START EXTRACTED INFORMATION

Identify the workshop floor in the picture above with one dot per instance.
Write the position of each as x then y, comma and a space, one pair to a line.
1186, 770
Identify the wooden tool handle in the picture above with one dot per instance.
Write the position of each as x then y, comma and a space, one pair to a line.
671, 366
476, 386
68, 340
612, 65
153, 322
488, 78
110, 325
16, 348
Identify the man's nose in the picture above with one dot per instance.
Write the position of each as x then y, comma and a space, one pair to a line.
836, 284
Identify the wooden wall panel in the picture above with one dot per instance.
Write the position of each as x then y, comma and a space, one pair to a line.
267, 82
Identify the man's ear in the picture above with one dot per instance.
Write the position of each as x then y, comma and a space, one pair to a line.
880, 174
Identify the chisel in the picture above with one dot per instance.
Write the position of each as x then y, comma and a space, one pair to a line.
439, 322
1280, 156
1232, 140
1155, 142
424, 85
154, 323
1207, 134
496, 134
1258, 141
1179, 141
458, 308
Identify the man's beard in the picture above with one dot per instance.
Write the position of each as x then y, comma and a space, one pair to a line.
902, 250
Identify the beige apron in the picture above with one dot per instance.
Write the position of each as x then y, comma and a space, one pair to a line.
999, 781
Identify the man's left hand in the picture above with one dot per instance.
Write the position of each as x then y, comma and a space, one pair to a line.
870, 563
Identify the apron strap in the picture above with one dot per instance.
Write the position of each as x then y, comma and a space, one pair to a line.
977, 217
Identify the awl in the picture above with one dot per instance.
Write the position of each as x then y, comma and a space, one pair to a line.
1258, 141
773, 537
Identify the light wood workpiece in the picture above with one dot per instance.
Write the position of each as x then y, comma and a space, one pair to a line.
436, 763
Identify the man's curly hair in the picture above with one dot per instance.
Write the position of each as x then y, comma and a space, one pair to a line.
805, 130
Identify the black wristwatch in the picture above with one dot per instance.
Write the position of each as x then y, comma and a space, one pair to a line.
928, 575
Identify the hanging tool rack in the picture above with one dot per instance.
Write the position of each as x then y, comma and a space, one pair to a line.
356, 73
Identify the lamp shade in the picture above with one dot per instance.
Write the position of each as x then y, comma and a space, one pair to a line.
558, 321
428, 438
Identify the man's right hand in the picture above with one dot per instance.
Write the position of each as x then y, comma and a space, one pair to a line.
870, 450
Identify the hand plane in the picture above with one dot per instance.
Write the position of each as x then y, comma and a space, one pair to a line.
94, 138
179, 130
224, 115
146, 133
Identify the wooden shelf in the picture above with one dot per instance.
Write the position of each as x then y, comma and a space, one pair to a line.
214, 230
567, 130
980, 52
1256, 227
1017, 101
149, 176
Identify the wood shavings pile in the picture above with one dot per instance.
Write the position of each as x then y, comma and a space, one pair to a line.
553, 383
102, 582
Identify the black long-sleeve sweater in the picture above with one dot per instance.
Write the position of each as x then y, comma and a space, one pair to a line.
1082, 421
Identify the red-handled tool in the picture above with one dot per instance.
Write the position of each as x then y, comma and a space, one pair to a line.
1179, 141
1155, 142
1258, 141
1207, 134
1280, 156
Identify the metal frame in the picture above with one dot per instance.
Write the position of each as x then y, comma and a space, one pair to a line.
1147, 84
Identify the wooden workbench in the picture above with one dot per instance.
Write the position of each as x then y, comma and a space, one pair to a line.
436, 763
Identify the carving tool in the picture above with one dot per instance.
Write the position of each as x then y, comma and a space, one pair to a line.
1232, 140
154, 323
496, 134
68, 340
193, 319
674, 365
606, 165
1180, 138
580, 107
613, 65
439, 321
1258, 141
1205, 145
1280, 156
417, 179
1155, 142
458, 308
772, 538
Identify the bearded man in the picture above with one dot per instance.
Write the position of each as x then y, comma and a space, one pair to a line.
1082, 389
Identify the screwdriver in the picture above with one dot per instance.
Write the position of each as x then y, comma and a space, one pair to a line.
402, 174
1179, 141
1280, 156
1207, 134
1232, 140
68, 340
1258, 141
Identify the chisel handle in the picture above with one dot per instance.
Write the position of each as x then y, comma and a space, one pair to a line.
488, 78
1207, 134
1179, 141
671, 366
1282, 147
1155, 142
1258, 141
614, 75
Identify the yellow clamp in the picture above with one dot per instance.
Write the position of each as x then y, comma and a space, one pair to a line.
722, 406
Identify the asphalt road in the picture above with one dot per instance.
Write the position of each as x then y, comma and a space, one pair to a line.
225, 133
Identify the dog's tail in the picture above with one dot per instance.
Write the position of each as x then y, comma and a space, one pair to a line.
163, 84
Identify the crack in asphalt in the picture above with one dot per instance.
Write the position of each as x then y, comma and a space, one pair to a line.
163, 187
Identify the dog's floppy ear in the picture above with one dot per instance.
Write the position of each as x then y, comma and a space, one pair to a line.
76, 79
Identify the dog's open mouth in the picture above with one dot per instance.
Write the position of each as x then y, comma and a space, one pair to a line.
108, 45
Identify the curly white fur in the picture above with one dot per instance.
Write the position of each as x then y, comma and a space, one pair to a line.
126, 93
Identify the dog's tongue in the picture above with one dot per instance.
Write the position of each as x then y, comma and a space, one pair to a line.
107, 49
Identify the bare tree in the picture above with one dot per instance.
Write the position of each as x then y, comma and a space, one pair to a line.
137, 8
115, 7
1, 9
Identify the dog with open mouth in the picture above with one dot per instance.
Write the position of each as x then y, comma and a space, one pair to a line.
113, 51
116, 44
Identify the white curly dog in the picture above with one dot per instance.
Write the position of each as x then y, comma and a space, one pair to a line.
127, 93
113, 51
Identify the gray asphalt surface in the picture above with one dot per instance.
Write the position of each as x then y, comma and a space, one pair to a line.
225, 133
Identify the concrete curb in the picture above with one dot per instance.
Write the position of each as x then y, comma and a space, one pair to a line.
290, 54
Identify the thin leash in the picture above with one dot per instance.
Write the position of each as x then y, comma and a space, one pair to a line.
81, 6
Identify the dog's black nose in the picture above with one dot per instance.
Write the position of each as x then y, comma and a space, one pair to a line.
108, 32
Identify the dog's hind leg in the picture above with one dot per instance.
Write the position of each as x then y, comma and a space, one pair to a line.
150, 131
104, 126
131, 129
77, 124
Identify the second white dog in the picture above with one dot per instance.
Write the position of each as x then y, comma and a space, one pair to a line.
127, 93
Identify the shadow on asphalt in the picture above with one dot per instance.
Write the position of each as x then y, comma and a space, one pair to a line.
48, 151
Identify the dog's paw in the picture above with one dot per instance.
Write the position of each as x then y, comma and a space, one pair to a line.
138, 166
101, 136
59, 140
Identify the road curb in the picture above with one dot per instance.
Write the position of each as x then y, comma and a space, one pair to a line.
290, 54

END EXTRACTED INFORMATION

EXERCISE — All records above must be printed again, exactly.

ANSWER TO THE PROBLEM —
Identify the workshop floor in the picture above with one dot per instance.
Write the position of each as x then y, comma and a space, one pair to a line.
1186, 770
Identify the wooden tool handle in the picture above with one dot per instance.
Write the position of each as x then y, comma and a space, one pair to a line.
671, 366
476, 386
68, 340
612, 65
153, 322
488, 78
110, 325
16, 348
Identify the man's nose in the picture above with one dot per instance.
Write the position of each as x then y, comma and a space, one pair to a line.
836, 284
Identify the wooden wall panel in the picture above with one dot per instance.
Write the position of each as x then y, comma and a space, one pair to a line.
267, 82
Identify the man's ear in the picture above with one dot per instance.
Write the position of each as x then y, comma and a space, one pair to a line.
880, 174
Identify the chisel in the picture above with one dot per instance.
Write the position of each as x then y, comma and a space, one pair to a line.
439, 322
1280, 156
1232, 140
1155, 142
424, 85
154, 323
1207, 134
496, 134
1258, 141
1179, 141
458, 308
Identify the man's beard in the picture above with one dot per instance.
Write the position of each as x then y, comma and a space, one pair to a line.
902, 250
Identify the beige apron in the picture above with one dot per instance.
Write the position of each as x then y, comma and a space, one pair to a line.
999, 781
Identify the man's left hand in the picture above with one dot per instance.
Write the position of each as x then y, comma and a space, one pair to a line.
870, 563
Identify the apron strap in the picture above with one dot per instance.
Write the position of each as x then y, comma and a space, one pair to a line.
977, 217
Identify the awl in the picture above with one dot per instance.
Write the position of each as x then y, comma and a space, one pair to a line.
1258, 141
773, 537
Identify the light wood workpiece in the picture above with one dot per instance.
Write the position of each as x then y, comma and a space, one pair to a line.
436, 763
Identify the man's curly hair in the picture above with one dot per instance.
Write the position of each as x then y, comma and a space, one pair to a line.
805, 130
Identify the black wristwatch in the picture above with one dot per instance.
Write the position of each as x then y, comma and a space, one pair to a line.
928, 575
Identify the hanging tool rack in the picture above with one dot per instance.
Write the position of each as x then y, comma and a space, one pair to a line.
356, 73
Identify the lamp shade in the picture above with one dot per instance.
Write the position of each as x then y, comma and a space, one pair to a line.
558, 321
428, 438
Identify the man's right hand in the picture above with one dot per instance.
Write the position of each as x then y, comma and a space, one pair to a line.
870, 450
Identify the hand plane in the picture above with one dot per instance.
Write the position of each as x then y, comma and a space, one pair to a line.
94, 138
179, 130
224, 115
146, 133
Identify the wooden shelf in the picture above with one dot per instance.
Write the position of each as x then y, comma and a space, one pair to a line.
214, 230
567, 130
980, 52
1256, 227
1017, 101
149, 176
Identify the wood shavings pile in the picture above with one dot per instance.
Write the position of each as x then y, comma and a space, one pair to a line.
553, 383
102, 582
Identify the black long-sleeve sweater in the picture above with one dot per instance.
Write the position of each as x then y, comma and a space, one pair to a line.
1082, 421
Identify the red-handled tool in the picture above with one dot per instance.
Write the position of each as x then y, comma and a space, one pair to a line.
1179, 141
1155, 142
1258, 141
1207, 134
1280, 156
Identify the metal frame in the picture above with one dot per instance.
Write the position of each as x then y, comma and a space, one pair to a line.
1147, 84
Identify the wooden workbench in the picture above with one dot per instance.
Write the position of each as x then y, comma and a space, one pair to a line.
436, 763
Identify the carving tool in the picture above with one dot per instance.
Write the position of each as x then y, comma and a space, one pair to a line.
1232, 140
154, 323
496, 134
68, 340
193, 319
674, 365
606, 165
1180, 138
580, 107
613, 65
439, 321
1258, 141
1205, 145
1280, 156
417, 179
1155, 142
458, 308
772, 538
Identify the bearded man in the picture above with one dot per instance.
Write the position of each as x then y, comma and a space, one pair to a line.
1082, 389
Identify the screwdriver in the picture above with one dot per instance.
Write the position of each as x then y, comma and a space, one pair to a line.
402, 174
1179, 141
1280, 156
1207, 134
1232, 140
68, 340
1258, 141
Identify the chisel handle in the picture above with one dot per instance.
Write the position of each as x then y, comma and a space, one pair to a line.
488, 78
1207, 134
1179, 141
671, 366
1282, 147
1155, 142
1258, 141
614, 75
Identify the yellow clamp in the picture above with one dot per instance.
Write the position of each as x then y, comma and a space, one pair to a line.
722, 406
Identify the asphalt road in the picture above with one dot per instance.
Write the position of each as x then y, comma and a space, one pair to a line.
225, 133
Identify the dog's tail in the picture above with one dot per instance.
Write the position of each as x then y, comma and a space, one pair to a line.
163, 84
Identify the crack in asphalt in the picture above with one dot per instance.
Write the position of each as x then y, comma and a space, one pair to a line.
163, 187
Identify the dog's floppy ear in the picture above with one dot per instance.
Write the position of each as x then y, comma and a space, one pair to a line.
76, 79
Identify the dog's open mouth in the picture above with one dot per instance.
Write the position of each as x then y, comma and a space, one pair to a line.
108, 45
Identify the curly white fur in the picture above with one dot per instance.
Write the position of each as x then y, comma and a space, one pair to a line.
126, 93
Identify the dog's tongue in the picture above with one dot per instance.
Write the position of each as x then y, comma and a space, one pair to a line.
107, 49
Identify the bare tree in the picture above with one dot per instance.
Write the position of each as x then y, comma and a space, one pair to a line.
137, 8
115, 7
1, 9
Identify the dog with open mouth in the picture above with one dot per instance.
Write the position of each as x then y, comma and a space, one pair to a line.
113, 51
116, 44
Identify the white curly dog in the picture above with one dot per instance.
Write the position of each as x then y, comma and a space, one pair to a line.
127, 93
113, 51
Identify the gray asphalt surface in the picture above with one dot per instance.
Write the position of each as x then y, comma and a space, one pair to a line.
225, 133
Identify the concrete curb in the picture above with one dot per instance.
Write the position of each as x then y, comma and a space, one pair to a line.
290, 54
Identify the thin leash in the picture above with one dot per instance.
Write the position of each as x then y, comma and a space, one pair to a line.
81, 6
Identify the dog's black nose in the picture above with one dot per instance.
Write the position of each as x then y, comma and a space, one pair to a line.
108, 32
Identify the dog's hind leg in the picture above with one dot per instance.
Write the position of each as x then y, comma and a space, one pair to a line.
150, 131
104, 126
131, 129
77, 124
Identify the second white dog in the picture above with one dot per instance.
Write the position of each as x then y, comma and a space, one pair to a line.
127, 93
Identify the shadow on asphalt in the picture above with one dot per instance.
Write the position of each as x then y, comma and a space, one pair to a line.
48, 151
Identify the dog's paw in the picture above with one dot per instance.
Write the position of each as x then y, comma and a space, one pair to a line.
138, 166
101, 136
59, 140
Identify the road curb in the picture above with one dot per instance.
Write the position of each as x then y, comma and a space, one pair to a line.
290, 54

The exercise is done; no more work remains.